* _EXTRACT PROVIDED_:
Deal focus: Content to the masses

Xiaoe Tong gained traction during the pandemic in China as channel for educational content providers, big and small, to reach their customers. It is also a SaaS player that stands firm on product standardization
It was spring 2020 and China was under lockdown. Kuantai Yeh (pictured), a partner at Qiming Venture Partners, kept asking himself: “With everyone stuck at home, how can companies reached out to customers and continue doing business?”
Yeh wasn’t alone in confronting this dilemma, but in Xiaoe Tong he found a solution. The company, a software-as-a-service (SaaS) provider that integrates its products with WeChat, had seen massive customer growth during the pandemic. It helped that online education platforms, which experienced a surge in demand as offline facilities were closed, are among the most prolific users.
Yeh conducted online meetings with Xiaoe Tong’s management team in February and March, and then flew to Shenzhen the following month for an in-person encounter. This culminated in Qiming participating in a Series D round that recently closed at $120 million. IDG Capital took the lead with GGV Capital and GL Ventures also contributing capital.
Founded in 2016, Xiaoe Tong initially catered to well-known writers like Xiaobo Wu and Defen Zhang, respectively specialists in finance and spiritual growth. It served as a monetization tool, enabling them to sell courses via the WeChat ecosystem.
At that time, a common concern among investors was whether there were enough Xiaobo Wus for the company to achieve scale. However, this market is proven larger than expected. From yoga teachers to chefs, anyone can sell their content on the Xiaoe Tong platform. In addition, the company seized on the potential of live broadcast and private domain traffic, allowing users to distribute content through channels like Douyin and Youku, and build up their own data pools.
Xiaoe Tong now employs 1,000 staff, of which half are in product development. It has served more than 1.6 million registered customers to date, including heavyweights such as New Oriental Education & Technology, TAL Education, China Asset Management, and Tencent University. Customers have produced 20 million knowledge products, catering to 780 million end-users. The peak for simultaneous online users exceeds 10 million.
A key attraction for Qiming was that Xiaoe Tong delivers a standard, zero-customization product regardless of whether the customer is corporate or an individual. “It has product development in its DNA and the team comes from Tencent – and Tencent basically makes standardized products,” says Yeh.

* _THE DATA_:
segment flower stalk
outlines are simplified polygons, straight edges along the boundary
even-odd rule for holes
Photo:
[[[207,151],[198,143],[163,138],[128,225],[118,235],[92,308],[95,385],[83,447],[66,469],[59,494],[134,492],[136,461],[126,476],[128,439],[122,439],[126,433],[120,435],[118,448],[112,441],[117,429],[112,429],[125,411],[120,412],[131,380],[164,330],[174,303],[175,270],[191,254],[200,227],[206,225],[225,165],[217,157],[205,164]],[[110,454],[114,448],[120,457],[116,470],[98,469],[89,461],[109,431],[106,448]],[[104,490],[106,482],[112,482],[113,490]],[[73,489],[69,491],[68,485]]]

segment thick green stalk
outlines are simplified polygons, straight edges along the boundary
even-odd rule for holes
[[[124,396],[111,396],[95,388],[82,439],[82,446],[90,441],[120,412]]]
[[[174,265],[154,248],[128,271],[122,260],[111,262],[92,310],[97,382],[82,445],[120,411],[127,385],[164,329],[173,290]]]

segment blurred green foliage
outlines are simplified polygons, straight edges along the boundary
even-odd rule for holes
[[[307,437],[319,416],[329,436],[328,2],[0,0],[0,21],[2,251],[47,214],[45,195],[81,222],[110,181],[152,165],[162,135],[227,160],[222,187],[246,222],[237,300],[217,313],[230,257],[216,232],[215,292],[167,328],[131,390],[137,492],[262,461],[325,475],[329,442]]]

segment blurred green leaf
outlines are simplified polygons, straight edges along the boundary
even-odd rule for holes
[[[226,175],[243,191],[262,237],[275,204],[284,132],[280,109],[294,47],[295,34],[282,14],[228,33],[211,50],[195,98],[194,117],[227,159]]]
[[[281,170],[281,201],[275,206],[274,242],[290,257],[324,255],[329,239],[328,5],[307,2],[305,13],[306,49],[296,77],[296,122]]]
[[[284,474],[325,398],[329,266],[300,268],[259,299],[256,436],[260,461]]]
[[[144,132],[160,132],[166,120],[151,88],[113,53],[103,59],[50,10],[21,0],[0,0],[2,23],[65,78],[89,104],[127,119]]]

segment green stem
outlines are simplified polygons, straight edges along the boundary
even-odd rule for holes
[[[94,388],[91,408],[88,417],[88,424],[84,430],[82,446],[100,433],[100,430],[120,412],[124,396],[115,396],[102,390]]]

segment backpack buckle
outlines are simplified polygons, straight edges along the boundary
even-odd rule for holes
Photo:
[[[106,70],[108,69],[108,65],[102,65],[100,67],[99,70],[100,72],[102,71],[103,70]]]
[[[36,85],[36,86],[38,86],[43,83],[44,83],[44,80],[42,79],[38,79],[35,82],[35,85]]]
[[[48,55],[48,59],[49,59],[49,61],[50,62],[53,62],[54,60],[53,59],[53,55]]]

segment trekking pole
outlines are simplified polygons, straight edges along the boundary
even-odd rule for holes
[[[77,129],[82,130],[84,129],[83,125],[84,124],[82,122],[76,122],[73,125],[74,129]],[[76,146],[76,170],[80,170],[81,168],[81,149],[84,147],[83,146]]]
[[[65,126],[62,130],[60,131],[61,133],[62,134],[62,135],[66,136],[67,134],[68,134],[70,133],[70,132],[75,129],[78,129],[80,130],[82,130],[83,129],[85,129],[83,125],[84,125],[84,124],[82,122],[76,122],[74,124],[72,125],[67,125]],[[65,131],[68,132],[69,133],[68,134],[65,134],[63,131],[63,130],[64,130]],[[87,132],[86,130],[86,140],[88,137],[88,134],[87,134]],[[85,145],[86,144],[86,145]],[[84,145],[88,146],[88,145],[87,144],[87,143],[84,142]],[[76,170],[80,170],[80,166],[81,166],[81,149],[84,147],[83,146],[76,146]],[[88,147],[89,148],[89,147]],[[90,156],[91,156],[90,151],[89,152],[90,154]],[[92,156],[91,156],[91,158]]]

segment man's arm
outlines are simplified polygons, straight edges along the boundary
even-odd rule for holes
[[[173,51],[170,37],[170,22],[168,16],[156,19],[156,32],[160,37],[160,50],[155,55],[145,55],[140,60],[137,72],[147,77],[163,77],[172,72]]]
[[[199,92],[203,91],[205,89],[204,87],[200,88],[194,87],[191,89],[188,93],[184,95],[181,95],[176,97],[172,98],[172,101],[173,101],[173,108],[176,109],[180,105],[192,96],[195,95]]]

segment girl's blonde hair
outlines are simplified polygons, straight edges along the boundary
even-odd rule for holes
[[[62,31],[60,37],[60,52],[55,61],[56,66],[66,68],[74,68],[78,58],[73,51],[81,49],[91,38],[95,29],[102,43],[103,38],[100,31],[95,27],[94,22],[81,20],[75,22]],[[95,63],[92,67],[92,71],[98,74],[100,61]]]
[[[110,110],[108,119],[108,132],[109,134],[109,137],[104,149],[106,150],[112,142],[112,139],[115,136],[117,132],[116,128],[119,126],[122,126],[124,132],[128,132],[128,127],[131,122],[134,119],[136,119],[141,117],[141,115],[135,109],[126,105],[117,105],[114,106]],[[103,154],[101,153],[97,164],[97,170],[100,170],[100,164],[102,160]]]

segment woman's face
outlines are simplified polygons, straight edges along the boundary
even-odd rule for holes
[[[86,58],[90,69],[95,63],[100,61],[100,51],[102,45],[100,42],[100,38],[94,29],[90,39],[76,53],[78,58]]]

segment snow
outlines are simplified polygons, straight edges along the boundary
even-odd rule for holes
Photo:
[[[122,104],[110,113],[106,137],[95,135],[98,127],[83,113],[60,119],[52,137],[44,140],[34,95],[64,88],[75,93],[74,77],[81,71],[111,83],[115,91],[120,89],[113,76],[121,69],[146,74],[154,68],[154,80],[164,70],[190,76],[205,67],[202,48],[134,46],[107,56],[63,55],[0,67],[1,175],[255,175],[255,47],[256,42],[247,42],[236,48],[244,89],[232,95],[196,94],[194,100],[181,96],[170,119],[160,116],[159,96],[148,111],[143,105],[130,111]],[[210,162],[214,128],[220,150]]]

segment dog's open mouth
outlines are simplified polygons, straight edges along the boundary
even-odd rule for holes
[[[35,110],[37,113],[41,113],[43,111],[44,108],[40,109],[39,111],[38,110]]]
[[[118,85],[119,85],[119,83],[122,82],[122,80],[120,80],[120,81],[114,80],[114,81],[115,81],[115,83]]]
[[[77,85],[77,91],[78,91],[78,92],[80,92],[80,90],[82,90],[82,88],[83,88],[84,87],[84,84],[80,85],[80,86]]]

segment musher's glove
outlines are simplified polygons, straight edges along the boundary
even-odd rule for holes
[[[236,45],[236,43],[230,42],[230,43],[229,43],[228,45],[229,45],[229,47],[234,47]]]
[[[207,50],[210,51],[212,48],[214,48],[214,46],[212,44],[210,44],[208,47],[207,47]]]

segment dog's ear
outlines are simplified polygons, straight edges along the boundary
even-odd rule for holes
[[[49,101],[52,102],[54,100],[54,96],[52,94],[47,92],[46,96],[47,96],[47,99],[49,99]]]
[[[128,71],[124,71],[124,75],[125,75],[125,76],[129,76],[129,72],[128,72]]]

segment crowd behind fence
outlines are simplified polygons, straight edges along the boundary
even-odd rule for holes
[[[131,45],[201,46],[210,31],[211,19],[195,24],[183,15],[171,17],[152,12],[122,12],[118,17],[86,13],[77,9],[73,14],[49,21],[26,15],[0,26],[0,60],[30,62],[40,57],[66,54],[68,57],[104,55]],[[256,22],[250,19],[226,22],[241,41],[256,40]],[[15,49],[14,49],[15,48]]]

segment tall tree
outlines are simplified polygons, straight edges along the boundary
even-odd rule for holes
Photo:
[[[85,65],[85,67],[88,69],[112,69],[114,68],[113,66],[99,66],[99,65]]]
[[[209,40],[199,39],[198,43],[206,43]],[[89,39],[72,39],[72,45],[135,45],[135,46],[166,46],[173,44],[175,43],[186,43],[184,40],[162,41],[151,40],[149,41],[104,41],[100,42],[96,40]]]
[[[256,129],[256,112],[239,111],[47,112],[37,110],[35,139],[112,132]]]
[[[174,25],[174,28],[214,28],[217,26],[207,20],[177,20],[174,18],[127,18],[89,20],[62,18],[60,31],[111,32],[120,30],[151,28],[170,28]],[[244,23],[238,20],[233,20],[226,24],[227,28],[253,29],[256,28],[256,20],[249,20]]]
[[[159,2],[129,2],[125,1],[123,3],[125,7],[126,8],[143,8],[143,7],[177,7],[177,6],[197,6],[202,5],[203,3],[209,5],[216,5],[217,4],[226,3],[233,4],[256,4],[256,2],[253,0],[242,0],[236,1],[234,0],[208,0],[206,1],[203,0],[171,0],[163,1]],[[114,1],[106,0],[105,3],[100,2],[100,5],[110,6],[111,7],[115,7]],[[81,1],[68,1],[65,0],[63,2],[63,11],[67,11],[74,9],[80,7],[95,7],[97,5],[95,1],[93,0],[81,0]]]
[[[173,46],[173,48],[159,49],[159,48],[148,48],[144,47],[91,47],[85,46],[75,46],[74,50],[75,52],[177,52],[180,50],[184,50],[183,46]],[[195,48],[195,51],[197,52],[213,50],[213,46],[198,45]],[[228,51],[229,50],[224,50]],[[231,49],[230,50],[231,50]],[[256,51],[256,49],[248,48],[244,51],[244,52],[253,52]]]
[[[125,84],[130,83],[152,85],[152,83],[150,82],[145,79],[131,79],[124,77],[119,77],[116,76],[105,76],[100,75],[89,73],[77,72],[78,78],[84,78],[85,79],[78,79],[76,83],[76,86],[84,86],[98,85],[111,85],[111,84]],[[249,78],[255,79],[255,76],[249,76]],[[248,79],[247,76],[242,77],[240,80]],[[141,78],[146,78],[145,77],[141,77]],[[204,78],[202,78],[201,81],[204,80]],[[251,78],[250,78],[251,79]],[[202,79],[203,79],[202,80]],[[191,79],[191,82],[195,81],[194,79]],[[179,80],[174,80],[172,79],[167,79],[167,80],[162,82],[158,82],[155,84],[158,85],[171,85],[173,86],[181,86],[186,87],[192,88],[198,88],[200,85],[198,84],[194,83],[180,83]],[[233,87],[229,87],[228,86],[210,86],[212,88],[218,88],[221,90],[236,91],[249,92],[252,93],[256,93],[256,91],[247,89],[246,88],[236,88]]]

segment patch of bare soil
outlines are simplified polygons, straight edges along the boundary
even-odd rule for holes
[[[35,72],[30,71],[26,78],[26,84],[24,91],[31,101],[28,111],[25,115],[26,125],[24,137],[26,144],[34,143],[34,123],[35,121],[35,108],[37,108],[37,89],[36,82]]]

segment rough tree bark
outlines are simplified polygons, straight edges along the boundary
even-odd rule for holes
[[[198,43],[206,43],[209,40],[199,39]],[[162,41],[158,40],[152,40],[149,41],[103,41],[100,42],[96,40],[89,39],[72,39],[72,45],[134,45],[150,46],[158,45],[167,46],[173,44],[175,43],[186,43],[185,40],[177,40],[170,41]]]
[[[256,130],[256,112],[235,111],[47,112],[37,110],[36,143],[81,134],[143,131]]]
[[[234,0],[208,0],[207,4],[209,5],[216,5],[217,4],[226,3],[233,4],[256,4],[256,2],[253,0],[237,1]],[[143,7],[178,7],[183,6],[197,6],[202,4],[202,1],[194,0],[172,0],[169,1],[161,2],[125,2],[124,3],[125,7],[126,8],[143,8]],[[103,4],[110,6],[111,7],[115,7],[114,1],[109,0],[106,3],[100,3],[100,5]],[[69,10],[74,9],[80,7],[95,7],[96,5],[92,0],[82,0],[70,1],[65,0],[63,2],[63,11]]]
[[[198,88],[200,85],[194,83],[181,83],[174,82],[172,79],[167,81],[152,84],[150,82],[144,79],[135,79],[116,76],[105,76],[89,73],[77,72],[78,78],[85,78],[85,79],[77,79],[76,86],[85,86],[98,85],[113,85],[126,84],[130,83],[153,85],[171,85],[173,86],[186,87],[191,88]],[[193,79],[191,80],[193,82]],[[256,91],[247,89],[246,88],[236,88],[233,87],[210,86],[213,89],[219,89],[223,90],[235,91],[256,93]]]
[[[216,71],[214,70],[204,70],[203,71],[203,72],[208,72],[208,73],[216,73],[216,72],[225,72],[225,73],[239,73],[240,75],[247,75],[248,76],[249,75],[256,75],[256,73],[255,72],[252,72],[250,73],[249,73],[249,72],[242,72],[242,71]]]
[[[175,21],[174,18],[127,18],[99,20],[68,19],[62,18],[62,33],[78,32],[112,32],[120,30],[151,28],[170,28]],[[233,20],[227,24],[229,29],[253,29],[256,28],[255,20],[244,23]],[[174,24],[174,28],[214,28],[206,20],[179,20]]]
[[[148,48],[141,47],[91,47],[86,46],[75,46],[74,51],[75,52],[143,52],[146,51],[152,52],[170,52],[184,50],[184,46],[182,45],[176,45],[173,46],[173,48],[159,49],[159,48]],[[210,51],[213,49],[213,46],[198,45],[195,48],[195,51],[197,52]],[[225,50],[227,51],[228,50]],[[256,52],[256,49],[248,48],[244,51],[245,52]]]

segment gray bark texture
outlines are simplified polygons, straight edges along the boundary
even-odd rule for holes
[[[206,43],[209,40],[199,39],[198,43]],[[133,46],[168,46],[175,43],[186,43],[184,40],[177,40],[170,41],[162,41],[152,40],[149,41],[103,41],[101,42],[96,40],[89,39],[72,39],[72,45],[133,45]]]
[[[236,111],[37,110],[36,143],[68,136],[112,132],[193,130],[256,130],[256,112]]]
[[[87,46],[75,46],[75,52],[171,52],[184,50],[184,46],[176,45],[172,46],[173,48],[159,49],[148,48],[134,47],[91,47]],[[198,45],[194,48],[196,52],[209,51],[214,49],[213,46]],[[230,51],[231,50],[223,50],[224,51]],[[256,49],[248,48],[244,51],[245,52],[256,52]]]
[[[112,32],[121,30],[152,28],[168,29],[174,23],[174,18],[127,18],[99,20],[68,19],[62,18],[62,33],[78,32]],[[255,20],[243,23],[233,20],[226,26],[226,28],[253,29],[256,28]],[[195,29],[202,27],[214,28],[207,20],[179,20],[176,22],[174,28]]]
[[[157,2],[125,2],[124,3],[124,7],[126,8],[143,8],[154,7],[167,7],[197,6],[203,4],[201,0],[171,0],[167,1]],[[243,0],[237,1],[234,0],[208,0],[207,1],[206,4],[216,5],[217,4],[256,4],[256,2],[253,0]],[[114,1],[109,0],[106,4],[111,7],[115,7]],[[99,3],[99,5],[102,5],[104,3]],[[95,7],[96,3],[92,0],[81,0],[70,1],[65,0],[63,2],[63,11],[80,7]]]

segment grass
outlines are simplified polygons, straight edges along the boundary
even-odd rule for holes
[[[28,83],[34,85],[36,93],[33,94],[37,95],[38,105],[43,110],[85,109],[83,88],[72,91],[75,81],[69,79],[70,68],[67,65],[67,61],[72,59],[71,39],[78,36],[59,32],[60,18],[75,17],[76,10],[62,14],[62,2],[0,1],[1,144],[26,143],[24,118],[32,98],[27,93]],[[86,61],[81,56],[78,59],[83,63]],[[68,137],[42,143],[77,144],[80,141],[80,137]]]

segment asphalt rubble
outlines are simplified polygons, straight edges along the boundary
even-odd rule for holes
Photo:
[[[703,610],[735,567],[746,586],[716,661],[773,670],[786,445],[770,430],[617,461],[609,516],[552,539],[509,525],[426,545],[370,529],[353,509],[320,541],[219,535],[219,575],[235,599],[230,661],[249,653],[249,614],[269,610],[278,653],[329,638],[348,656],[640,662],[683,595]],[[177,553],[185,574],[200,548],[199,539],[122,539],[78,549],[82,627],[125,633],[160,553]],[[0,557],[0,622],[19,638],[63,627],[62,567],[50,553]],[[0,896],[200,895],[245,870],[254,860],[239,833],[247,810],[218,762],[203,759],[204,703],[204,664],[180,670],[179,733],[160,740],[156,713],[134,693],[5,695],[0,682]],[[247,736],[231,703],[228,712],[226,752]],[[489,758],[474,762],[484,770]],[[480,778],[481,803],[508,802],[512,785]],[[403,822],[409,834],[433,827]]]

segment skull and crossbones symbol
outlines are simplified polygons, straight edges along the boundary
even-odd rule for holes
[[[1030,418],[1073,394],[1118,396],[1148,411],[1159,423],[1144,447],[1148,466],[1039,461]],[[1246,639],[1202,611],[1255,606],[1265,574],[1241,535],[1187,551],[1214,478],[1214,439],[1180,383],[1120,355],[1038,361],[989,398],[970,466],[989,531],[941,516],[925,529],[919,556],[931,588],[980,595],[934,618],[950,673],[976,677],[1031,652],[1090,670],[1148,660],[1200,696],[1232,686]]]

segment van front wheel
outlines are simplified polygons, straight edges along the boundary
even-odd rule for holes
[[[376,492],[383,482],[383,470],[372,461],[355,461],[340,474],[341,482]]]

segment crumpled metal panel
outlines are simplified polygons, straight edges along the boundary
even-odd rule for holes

* _WHAT THE TASK REQUIRES_: Rewrite the Xiaoe Tong article from "Xiaoe Tong now" to "exceeds 10 million.", putting "employees" in place of "staff". The material has no connection to the Xiaoe Tong article.

* _RESULT BELOW_:
Xiaoe Tong now employs 1,000 employees, of which half are in product development. It has served more than 1.6 million registered customers to date, including heavyweights such as New Oriental Education & Technology, TAL Education, China Asset Management, and Tencent University. Customers have produced 20 million knowledge products, catering to 780 million end-users. The peak for simultaneous online users exceeds 10 million.